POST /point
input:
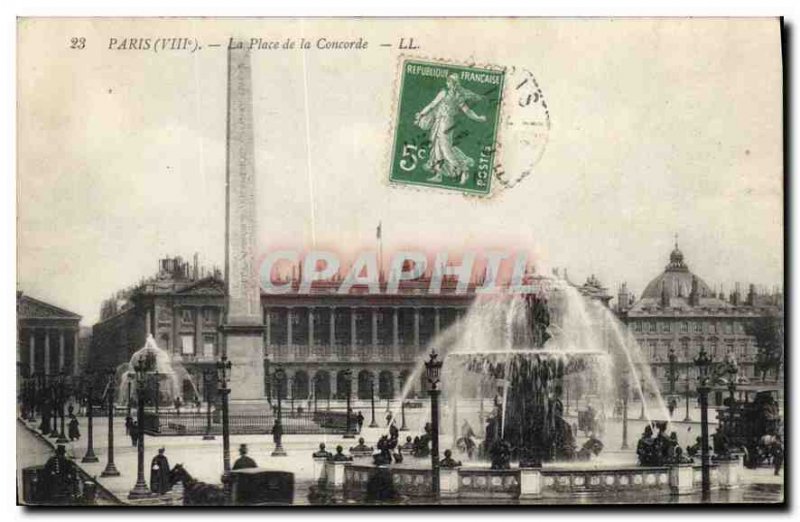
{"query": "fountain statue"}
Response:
(530, 369)
(167, 376)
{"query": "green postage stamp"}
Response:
(445, 134)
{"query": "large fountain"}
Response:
(525, 355)
(166, 377)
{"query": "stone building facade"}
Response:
(47, 338)
(679, 313)
(315, 337)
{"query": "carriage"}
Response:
(753, 425)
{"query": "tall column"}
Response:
(32, 344)
(332, 329)
(267, 326)
(61, 349)
(75, 352)
(395, 335)
(416, 328)
(333, 382)
(289, 331)
(311, 330)
(148, 323)
(46, 351)
(199, 345)
(374, 347)
(243, 330)
(177, 317)
(352, 329)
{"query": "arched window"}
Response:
(322, 384)
(341, 385)
(386, 385)
(364, 380)
(300, 385)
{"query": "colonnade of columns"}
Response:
(50, 352)
(375, 339)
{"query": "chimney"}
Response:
(737, 295)
(623, 298)
(694, 295)
(664, 295)
(751, 295)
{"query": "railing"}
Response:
(194, 423)
(609, 480)
(488, 483)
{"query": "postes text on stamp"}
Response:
(445, 133)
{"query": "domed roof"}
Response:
(676, 280)
(155, 359)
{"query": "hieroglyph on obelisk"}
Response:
(243, 326)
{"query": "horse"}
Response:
(195, 492)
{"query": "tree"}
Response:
(768, 333)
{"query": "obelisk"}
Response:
(243, 327)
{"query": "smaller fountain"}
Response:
(167, 378)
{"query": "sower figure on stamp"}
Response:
(439, 118)
(74, 429)
(244, 462)
(159, 473)
(60, 477)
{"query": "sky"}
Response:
(657, 128)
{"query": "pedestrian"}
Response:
(74, 430)
(134, 433)
(60, 478)
(672, 405)
(159, 473)
(777, 455)
(244, 462)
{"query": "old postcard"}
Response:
(400, 261)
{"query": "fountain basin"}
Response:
(483, 483)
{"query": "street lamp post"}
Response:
(141, 368)
(223, 367)
(625, 392)
(672, 359)
(687, 418)
(277, 428)
(62, 437)
(733, 371)
(129, 397)
(90, 456)
(111, 470)
(348, 377)
(32, 398)
(403, 415)
(54, 407)
(433, 368)
(207, 388)
(44, 404)
(290, 383)
(642, 396)
(372, 424)
(703, 364)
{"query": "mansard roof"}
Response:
(31, 308)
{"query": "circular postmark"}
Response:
(524, 128)
(466, 127)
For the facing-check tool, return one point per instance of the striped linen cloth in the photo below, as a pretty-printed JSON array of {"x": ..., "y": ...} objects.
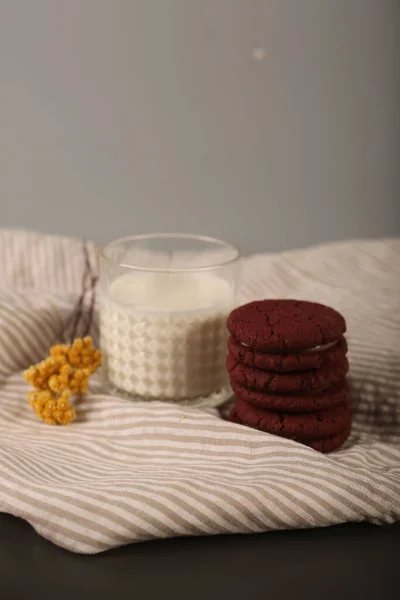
[{"x": 125, "y": 472}]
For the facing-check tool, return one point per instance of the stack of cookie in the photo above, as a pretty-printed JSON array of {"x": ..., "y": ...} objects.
[{"x": 287, "y": 366}]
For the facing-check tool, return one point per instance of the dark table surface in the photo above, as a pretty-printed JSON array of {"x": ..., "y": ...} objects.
[{"x": 357, "y": 561}]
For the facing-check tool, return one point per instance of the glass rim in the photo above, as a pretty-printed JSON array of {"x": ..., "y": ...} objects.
[{"x": 188, "y": 236}]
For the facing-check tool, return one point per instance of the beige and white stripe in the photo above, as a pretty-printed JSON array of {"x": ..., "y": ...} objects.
[{"x": 127, "y": 472}]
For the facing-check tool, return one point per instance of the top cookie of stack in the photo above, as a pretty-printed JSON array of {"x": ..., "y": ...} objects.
[{"x": 289, "y": 356}]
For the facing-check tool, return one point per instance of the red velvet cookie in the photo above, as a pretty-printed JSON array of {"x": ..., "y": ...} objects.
[
  {"x": 325, "y": 444},
  {"x": 302, "y": 381},
  {"x": 304, "y": 426},
  {"x": 285, "y": 325},
  {"x": 297, "y": 361},
  {"x": 328, "y": 398}
]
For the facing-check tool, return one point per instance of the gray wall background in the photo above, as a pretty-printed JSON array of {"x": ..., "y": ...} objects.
[{"x": 127, "y": 116}]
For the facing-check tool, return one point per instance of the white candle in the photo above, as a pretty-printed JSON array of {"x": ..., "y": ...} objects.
[{"x": 163, "y": 335}]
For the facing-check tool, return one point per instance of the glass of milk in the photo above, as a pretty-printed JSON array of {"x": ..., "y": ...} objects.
[{"x": 165, "y": 299}]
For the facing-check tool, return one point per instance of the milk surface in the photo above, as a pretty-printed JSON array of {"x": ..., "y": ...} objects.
[{"x": 163, "y": 334}]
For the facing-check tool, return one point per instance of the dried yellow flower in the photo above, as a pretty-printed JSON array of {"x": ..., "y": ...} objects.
[{"x": 64, "y": 373}]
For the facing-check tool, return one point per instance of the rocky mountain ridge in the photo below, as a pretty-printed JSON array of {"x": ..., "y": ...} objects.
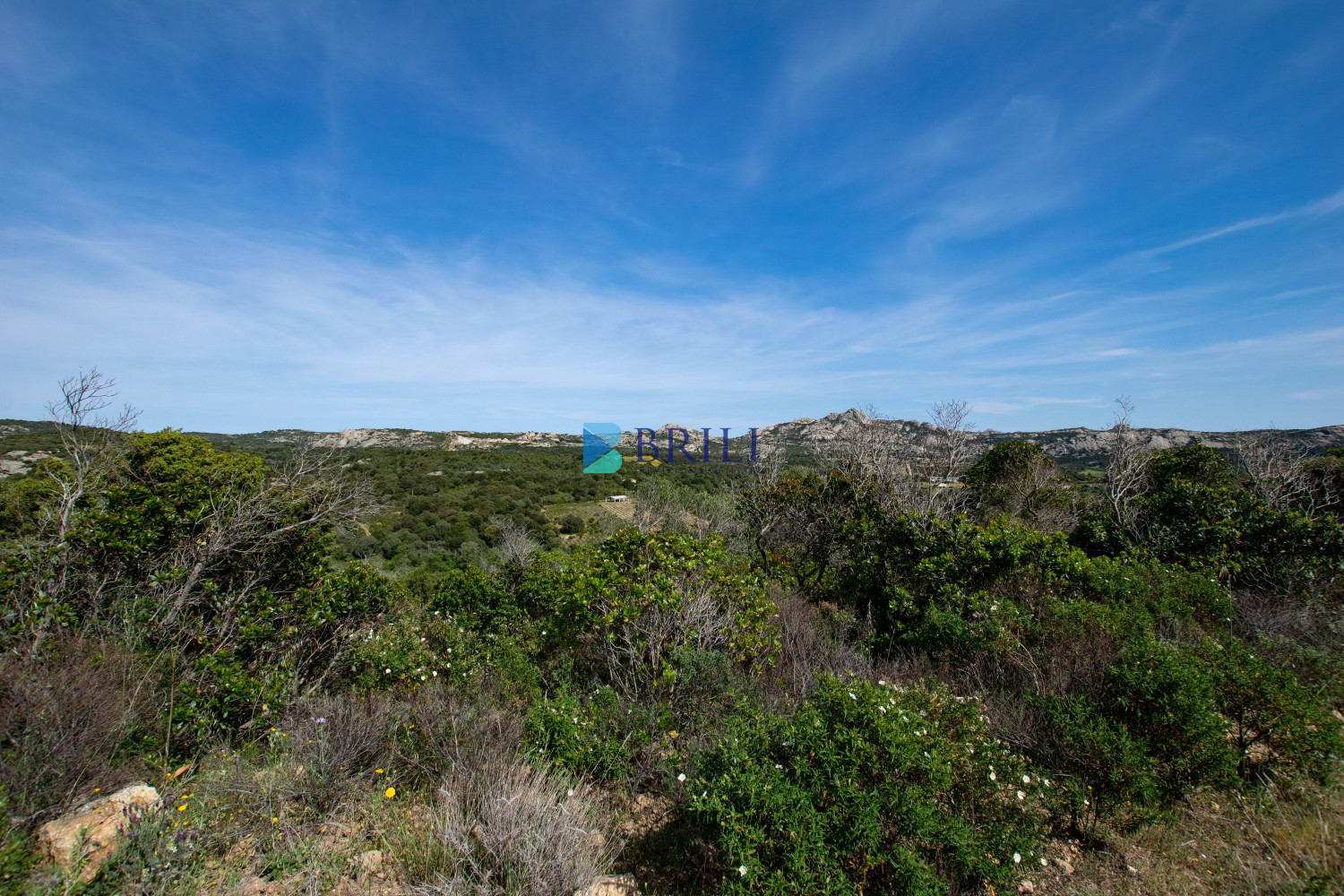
[{"x": 22, "y": 443}]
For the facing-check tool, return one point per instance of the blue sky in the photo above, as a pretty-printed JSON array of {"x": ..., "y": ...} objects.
[{"x": 530, "y": 215}]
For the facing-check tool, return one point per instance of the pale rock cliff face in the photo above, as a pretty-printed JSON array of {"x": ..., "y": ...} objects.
[{"x": 1077, "y": 445}]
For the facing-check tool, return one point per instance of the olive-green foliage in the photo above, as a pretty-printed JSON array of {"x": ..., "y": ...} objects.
[
  {"x": 1271, "y": 713},
  {"x": 867, "y": 788},
  {"x": 631, "y": 575},
  {"x": 1136, "y": 715},
  {"x": 440, "y": 503},
  {"x": 1193, "y": 513},
  {"x": 597, "y": 735},
  {"x": 1015, "y": 477},
  {"x": 1195, "y": 463}
]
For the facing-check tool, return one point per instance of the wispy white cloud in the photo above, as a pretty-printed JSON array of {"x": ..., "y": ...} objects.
[{"x": 1317, "y": 209}]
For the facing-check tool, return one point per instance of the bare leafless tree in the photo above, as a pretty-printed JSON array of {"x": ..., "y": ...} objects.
[
  {"x": 88, "y": 460},
  {"x": 1281, "y": 473},
  {"x": 89, "y": 443},
  {"x": 1126, "y": 476},
  {"x": 245, "y": 521},
  {"x": 515, "y": 546},
  {"x": 953, "y": 440},
  {"x": 637, "y": 649}
]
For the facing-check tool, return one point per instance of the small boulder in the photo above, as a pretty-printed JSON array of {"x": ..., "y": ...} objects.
[
  {"x": 615, "y": 885},
  {"x": 99, "y": 826}
]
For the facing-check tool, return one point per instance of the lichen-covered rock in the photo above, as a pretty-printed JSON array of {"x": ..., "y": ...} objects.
[
  {"x": 616, "y": 885},
  {"x": 97, "y": 826}
]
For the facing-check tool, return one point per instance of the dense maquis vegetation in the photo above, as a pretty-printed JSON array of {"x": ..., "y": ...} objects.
[{"x": 852, "y": 676}]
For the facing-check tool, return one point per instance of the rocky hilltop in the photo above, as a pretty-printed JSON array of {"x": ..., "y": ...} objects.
[
  {"x": 23, "y": 443},
  {"x": 1078, "y": 446}
]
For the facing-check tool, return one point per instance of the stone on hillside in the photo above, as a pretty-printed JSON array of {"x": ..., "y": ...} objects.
[
  {"x": 99, "y": 826},
  {"x": 617, "y": 885}
]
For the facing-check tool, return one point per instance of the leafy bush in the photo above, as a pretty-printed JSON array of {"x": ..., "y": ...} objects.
[
  {"x": 1274, "y": 720},
  {"x": 596, "y": 737},
  {"x": 867, "y": 788}
]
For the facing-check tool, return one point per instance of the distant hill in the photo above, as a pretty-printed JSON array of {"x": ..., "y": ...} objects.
[{"x": 1075, "y": 449}]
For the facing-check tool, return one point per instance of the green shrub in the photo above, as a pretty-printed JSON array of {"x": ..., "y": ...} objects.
[
  {"x": 867, "y": 788},
  {"x": 1274, "y": 721},
  {"x": 1164, "y": 696},
  {"x": 1109, "y": 772},
  {"x": 599, "y": 735}
]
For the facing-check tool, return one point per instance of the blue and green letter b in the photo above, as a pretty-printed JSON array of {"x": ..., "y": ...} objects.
[{"x": 599, "y": 441}]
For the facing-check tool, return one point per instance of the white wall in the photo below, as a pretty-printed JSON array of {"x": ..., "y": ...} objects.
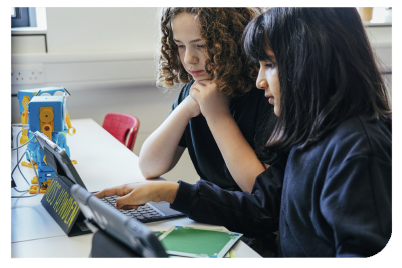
[
  {"x": 91, "y": 48},
  {"x": 101, "y": 29}
]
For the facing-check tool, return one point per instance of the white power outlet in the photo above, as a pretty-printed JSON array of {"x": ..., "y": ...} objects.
[{"x": 26, "y": 74}]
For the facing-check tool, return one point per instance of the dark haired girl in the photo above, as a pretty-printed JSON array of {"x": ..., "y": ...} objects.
[{"x": 330, "y": 191}]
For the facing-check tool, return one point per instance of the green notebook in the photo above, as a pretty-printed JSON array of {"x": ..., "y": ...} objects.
[{"x": 196, "y": 242}]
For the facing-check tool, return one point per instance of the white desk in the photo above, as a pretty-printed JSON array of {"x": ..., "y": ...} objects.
[{"x": 102, "y": 162}]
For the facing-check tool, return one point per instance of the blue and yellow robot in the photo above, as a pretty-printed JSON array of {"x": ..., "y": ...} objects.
[{"x": 46, "y": 112}]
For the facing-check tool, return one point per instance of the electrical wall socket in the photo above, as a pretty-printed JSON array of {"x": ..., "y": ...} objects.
[{"x": 26, "y": 74}]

* _Problem details_: Write out again, exactly, the lines from the one holding "the green notebook" through the end of the listing, with both ends included.

* _Correct response_:
For the facing-check tool, return one point per instance of the green notebook in the photo above, as a pretty-printed JSON array of {"x": ..., "y": ...} objects.
[{"x": 196, "y": 242}]
For the facing-check tool, return one point per instance of the white desk in the photo above, as a pretty-printed JSON array of {"x": ..., "y": ...} objects.
[{"x": 102, "y": 162}]
For the facing-check tool, return one point per instance of the blue and yellow robot in the photo above, as a pretty-printed JSON array of {"x": ..., "y": ...} objects.
[{"x": 46, "y": 112}]
For the facing-check tool, return one point per instance of the electrical wall socket in the photo above, as a pretty-printed JSON array of {"x": ..., "y": ...} objects.
[{"x": 26, "y": 74}]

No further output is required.